__PROVIDED ENTRIES__
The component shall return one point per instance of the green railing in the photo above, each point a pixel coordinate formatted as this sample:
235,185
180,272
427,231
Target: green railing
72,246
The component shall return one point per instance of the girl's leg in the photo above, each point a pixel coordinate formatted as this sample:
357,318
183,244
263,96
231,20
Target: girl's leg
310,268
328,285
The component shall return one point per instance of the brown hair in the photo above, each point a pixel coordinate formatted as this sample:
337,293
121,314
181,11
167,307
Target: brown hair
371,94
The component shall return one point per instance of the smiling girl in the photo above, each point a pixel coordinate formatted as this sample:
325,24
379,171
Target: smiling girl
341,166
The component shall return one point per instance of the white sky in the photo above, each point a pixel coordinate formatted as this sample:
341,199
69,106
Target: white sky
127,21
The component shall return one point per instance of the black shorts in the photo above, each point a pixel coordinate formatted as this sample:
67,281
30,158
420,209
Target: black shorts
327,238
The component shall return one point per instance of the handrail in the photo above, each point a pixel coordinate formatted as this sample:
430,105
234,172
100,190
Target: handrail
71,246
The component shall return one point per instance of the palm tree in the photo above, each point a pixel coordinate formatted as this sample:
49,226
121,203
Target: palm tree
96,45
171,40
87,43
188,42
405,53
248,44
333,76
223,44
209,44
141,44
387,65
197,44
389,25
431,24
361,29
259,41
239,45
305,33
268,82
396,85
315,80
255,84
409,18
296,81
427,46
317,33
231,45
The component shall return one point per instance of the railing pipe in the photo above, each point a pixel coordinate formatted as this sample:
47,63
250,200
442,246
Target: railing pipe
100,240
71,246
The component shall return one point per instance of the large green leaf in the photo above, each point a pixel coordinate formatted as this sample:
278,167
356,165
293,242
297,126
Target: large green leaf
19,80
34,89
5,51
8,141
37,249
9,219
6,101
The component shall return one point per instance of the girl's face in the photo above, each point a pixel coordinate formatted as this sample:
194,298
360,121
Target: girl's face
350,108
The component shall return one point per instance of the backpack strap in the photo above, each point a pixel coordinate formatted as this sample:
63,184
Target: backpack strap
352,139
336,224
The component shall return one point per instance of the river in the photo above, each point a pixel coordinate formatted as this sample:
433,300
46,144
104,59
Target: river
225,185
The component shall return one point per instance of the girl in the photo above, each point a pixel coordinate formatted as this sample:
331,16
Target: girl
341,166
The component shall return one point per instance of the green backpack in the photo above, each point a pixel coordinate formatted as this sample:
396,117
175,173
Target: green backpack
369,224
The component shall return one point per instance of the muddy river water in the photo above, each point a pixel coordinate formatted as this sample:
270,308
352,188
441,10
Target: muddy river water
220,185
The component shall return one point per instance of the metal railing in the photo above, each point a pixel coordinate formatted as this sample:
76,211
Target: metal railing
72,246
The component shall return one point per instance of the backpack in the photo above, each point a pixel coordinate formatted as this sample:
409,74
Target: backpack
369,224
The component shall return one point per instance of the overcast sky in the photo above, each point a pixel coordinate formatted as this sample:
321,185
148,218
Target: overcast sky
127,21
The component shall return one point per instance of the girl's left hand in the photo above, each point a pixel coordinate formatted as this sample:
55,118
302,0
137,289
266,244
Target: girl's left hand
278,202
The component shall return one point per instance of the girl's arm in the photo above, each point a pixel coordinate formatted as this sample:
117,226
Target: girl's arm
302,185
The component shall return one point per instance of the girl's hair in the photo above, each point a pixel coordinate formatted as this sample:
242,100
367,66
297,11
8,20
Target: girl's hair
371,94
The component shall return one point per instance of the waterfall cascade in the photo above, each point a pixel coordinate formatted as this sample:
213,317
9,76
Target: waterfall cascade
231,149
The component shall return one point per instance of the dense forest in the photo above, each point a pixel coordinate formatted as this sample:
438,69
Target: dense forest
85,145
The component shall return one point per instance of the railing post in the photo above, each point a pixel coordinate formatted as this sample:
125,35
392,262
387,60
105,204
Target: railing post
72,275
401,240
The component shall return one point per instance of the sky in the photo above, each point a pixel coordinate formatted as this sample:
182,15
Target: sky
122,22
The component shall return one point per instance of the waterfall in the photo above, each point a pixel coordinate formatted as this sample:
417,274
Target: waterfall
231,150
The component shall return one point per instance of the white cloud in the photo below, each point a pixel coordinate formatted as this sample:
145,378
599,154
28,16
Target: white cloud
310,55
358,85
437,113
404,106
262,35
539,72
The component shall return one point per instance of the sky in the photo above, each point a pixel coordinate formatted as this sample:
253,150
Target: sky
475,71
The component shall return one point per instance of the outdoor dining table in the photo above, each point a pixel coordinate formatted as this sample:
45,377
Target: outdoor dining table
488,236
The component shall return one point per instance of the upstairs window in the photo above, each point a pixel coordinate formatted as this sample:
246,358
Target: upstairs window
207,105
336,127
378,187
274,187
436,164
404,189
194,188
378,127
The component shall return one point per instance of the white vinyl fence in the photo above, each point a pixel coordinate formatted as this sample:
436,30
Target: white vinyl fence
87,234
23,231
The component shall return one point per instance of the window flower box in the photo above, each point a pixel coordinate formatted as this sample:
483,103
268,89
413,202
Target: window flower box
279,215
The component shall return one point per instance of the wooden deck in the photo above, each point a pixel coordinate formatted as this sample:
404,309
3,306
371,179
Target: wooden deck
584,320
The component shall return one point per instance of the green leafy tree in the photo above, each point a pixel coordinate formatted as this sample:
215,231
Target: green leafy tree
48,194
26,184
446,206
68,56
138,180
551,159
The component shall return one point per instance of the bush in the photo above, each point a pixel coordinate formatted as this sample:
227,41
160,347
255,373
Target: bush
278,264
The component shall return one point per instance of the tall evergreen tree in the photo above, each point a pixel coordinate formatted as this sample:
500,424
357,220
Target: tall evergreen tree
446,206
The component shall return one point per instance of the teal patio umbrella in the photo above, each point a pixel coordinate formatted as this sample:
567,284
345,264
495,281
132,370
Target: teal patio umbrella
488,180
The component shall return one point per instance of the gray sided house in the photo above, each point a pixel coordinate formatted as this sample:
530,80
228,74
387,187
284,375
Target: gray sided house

__PROBLEM STATEMENT__
Copy each line of the listing in which the word "house" can be found.

__THE ANSWER__
The component shall return one point per instance of the gray sided house in the photo above, each point a pixel coordinate formatted as this sample:
Target: gray sided house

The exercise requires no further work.